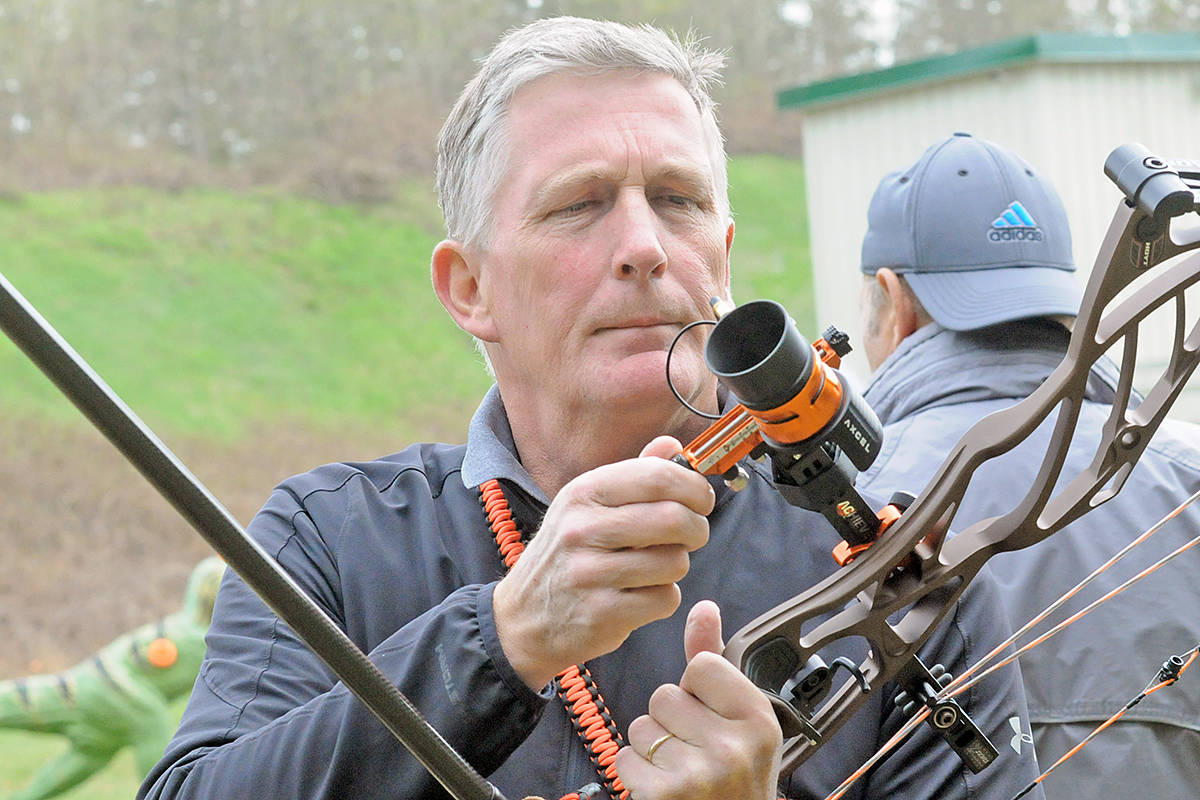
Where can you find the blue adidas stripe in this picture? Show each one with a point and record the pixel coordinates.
(1015, 216)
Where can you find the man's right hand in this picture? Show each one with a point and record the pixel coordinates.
(604, 563)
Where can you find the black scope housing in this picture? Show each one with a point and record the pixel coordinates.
(760, 356)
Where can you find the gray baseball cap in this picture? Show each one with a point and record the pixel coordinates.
(979, 235)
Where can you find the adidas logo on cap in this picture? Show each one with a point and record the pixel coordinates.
(1014, 224)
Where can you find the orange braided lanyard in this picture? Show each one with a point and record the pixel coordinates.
(575, 686)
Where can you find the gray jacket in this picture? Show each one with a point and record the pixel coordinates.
(400, 553)
(935, 386)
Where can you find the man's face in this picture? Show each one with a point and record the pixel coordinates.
(606, 239)
(873, 318)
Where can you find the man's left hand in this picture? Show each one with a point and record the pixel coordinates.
(712, 735)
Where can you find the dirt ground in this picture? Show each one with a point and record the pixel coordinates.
(89, 549)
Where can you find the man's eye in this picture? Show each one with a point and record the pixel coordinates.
(681, 200)
(575, 208)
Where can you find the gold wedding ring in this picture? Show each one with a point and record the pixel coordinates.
○ ○ ○ ○ ○
### WHAT IS REQUIRED
No pictures belong in the copy; output every record exactly.

### OUTPUT BELOW
Where can you find the blue adidas stripe in this picture? Show each one with a point and record the pixel coordinates.
(1015, 216)
Where can you find the man's right hand in this picture? Show each one with a point and record the pixel coordinates.
(604, 563)
Where can you find the black scope housing in this picture? Show each one with a point and record the pixel coordinates.
(760, 356)
Where can you find the gray baseball cap in this picture? Show each one with a point and record the pixel coordinates.
(979, 235)
Where can you find the adidas logo on cap in this picture? Show each one with a point and record the pixel coordinates.
(1014, 224)
Where can you find the orange braided lanyard in this picture? Show each one with a point and record the pixel coordinates.
(575, 686)
Where can you find the gray jacket in this picture? Show each one with a point and record the pixel coordinates.
(400, 553)
(935, 386)
Where can you find the man's face in this picture? Show each one with a point and record the pixel coordinates.
(606, 239)
(873, 318)
Where can you find the man's left hand in this picture? Show each one with a point and record the pixel coordinates.
(712, 735)
Where can you find the dirt ground in this picture? Show each one with a point and record the pixel coordinates.
(89, 549)
Where can you find the man's eye in this picture? Show each one with a point and record the pixel coordinates.
(681, 200)
(575, 208)
Where can you find the gold wedding ring in this picture? Show each one with a point and record the pixel coordinates.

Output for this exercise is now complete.